# To be done
Can you reproduce everything from the start of the records down to the line containing "137), (327, 132)]", swapping "format" for "layout" and leaving all else unchanged?

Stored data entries
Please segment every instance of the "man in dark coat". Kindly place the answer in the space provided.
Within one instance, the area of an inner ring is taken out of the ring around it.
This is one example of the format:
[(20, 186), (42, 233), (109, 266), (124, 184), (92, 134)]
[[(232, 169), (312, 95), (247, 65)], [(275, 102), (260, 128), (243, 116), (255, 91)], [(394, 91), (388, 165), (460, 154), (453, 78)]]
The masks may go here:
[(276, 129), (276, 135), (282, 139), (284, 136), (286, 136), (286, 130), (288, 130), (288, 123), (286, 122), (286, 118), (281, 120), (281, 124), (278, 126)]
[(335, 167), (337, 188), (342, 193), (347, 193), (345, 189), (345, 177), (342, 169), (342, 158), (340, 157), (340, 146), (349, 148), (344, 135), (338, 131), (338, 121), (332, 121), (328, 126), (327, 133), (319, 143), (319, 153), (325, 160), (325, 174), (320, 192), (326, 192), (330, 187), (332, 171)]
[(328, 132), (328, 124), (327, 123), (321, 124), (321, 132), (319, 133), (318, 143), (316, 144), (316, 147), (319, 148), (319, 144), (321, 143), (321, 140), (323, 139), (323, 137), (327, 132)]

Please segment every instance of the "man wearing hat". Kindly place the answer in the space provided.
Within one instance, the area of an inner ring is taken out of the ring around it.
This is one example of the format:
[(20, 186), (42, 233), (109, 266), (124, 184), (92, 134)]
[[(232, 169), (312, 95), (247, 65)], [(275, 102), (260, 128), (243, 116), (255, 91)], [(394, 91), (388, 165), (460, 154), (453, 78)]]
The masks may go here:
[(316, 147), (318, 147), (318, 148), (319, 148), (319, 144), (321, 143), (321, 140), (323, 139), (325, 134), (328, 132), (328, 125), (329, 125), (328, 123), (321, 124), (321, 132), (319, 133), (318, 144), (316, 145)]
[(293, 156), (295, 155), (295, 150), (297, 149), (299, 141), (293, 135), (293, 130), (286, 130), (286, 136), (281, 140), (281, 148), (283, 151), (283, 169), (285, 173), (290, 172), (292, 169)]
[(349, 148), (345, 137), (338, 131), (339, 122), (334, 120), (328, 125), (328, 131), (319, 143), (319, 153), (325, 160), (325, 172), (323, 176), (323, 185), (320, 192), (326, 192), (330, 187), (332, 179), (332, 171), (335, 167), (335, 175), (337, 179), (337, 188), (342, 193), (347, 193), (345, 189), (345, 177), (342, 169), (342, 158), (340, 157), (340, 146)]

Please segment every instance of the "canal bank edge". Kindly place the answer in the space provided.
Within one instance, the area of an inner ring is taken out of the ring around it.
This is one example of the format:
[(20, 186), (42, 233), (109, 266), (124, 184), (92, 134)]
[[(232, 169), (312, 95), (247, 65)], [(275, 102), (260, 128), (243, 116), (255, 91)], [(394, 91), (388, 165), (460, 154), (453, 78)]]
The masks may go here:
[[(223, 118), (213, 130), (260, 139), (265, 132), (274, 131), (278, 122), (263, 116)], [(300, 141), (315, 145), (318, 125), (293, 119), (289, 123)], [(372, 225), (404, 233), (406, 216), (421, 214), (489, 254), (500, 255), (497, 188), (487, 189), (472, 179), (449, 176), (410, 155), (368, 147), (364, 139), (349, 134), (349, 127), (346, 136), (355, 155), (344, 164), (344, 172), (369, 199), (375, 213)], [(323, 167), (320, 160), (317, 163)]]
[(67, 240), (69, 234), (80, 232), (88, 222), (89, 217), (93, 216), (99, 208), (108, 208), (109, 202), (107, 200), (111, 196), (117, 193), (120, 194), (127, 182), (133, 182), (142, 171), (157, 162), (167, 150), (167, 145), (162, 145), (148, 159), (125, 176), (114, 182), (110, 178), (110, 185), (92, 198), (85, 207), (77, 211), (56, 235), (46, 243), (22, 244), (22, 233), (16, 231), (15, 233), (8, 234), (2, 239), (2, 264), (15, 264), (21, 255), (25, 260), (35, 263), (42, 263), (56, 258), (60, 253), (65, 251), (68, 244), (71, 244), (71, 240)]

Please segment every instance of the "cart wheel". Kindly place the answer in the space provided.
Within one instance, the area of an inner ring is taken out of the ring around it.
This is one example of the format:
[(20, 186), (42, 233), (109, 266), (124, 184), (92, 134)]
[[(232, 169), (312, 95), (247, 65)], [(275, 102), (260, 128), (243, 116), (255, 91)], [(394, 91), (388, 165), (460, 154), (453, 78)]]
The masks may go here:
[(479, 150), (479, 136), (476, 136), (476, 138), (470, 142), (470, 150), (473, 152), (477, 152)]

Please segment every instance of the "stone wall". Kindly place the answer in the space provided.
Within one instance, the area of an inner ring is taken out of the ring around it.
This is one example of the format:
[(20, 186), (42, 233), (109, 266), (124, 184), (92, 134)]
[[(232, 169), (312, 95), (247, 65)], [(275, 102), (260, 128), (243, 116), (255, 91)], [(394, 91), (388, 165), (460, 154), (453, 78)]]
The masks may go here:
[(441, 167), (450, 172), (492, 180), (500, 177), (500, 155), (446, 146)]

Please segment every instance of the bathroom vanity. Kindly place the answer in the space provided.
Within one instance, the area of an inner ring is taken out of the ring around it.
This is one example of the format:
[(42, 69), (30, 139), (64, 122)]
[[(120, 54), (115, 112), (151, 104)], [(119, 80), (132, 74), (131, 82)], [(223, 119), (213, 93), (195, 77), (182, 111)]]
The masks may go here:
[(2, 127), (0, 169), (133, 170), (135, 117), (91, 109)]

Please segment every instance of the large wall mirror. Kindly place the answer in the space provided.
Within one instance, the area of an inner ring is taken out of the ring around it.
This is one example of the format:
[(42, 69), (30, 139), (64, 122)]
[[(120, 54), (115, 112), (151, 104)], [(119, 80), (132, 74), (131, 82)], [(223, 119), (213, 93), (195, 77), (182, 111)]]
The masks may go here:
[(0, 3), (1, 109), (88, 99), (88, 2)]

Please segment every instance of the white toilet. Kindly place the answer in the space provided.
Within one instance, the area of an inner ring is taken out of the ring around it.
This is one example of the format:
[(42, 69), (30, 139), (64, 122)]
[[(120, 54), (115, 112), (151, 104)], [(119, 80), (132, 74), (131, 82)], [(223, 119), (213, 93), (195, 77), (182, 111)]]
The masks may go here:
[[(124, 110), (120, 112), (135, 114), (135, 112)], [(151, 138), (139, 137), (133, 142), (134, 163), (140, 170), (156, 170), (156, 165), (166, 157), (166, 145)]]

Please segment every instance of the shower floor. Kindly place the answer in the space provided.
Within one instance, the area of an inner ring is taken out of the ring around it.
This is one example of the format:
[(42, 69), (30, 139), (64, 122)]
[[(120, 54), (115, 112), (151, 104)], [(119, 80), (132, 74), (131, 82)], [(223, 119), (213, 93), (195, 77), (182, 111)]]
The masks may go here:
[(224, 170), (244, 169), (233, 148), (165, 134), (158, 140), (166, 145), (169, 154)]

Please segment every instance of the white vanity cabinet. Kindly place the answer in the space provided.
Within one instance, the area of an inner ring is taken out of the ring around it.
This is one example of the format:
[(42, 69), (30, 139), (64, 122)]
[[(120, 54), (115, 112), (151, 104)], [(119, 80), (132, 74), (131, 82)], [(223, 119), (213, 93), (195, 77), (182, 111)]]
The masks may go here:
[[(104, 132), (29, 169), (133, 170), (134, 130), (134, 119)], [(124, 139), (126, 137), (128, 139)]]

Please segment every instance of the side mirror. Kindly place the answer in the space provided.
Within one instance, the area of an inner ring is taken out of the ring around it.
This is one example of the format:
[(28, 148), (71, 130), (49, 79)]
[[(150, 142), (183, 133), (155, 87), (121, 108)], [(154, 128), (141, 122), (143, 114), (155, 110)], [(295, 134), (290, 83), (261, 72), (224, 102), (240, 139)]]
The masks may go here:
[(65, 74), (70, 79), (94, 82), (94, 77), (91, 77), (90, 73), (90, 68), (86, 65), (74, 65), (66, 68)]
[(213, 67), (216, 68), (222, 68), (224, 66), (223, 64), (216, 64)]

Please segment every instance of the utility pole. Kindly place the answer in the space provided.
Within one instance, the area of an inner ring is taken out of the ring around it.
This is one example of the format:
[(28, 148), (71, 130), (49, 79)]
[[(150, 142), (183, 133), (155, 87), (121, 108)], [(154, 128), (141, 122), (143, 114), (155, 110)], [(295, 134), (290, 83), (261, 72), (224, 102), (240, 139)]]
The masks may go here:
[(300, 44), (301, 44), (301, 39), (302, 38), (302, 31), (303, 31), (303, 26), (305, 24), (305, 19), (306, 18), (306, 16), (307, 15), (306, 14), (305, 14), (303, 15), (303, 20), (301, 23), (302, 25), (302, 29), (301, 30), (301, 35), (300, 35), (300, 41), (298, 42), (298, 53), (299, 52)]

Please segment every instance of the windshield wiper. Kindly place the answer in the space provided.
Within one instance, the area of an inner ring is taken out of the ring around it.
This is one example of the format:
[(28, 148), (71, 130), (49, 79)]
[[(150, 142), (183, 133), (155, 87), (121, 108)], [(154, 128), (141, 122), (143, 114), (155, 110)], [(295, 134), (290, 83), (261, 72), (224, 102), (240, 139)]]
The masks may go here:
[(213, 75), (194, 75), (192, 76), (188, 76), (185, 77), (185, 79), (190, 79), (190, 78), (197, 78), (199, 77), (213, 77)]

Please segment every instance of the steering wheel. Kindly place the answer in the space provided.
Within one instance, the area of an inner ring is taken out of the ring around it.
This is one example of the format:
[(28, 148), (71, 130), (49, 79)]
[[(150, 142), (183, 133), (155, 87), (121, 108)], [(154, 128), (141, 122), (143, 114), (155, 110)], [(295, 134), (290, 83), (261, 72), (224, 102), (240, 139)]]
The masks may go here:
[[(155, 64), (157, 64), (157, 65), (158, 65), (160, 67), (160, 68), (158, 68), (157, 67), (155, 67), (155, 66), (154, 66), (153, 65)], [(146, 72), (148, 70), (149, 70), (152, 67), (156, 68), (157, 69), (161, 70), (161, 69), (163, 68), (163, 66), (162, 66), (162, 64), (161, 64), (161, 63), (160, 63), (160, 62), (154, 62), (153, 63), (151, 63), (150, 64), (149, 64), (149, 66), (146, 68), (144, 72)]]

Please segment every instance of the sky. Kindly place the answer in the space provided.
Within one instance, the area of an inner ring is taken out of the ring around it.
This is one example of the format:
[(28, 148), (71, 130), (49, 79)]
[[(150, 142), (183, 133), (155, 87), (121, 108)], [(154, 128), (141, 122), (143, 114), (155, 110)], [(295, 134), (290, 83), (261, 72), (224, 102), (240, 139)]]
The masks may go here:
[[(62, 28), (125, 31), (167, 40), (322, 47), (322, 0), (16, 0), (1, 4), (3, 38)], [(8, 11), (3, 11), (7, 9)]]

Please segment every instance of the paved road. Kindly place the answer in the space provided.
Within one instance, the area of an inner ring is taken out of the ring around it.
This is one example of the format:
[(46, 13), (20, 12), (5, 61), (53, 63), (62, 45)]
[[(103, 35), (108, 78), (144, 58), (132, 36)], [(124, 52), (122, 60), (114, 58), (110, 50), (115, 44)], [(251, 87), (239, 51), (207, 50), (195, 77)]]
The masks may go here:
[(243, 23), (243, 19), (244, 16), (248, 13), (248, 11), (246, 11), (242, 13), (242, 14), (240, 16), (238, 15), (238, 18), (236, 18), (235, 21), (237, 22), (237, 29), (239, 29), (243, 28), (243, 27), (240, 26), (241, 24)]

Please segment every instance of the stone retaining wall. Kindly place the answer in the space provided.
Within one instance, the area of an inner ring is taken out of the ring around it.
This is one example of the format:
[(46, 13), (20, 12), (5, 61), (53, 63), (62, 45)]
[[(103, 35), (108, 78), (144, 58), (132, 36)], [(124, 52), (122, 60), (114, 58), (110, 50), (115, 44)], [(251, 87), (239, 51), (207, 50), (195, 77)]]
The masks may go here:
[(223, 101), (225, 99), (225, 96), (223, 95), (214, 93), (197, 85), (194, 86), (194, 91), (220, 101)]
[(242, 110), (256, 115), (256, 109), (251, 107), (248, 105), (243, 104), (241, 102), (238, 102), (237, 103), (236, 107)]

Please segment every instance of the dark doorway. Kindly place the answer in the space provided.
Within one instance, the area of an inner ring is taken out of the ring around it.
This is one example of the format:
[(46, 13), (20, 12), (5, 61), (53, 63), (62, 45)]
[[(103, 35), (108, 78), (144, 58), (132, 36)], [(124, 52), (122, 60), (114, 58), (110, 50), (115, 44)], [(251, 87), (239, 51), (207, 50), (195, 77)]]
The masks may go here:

# Exercise answer
Please segment every instance of the "man in dark coat". Kindly place the answer in the space provided.
Within one instance, the area of an inner ring is taken out of the ring around it.
This is one example of the layout:
[(20, 186), (42, 233), (109, 266), (124, 184), (92, 134)]
[[(232, 169), (312, 95), (247, 65)], [(275, 102), (260, 128), (243, 116), (255, 91)], [(394, 91), (388, 165), (460, 154), (453, 78)]]
The masks may go here:
[(276, 129), (276, 135), (282, 139), (284, 136), (286, 136), (286, 130), (288, 130), (288, 123), (286, 122), (286, 118), (281, 120), (281, 124), (278, 126)]
[(335, 167), (337, 188), (342, 193), (347, 193), (345, 189), (345, 177), (342, 169), (342, 158), (340, 157), (340, 146), (349, 148), (344, 135), (338, 131), (338, 121), (332, 121), (328, 126), (327, 133), (319, 143), (319, 153), (325, 160), (325, 174), (320, 192), (326, 192), (330, 187), (332, 171)]
[(328, 132), (328, 124), (327, 123), (321, 124), (321, 132), (319, 133), (318, 143), (316, 144), (316, 147), (319, 148), (319, 144), (321, 143), (321, 140), (323, 139), (323, 137), (327, 132)]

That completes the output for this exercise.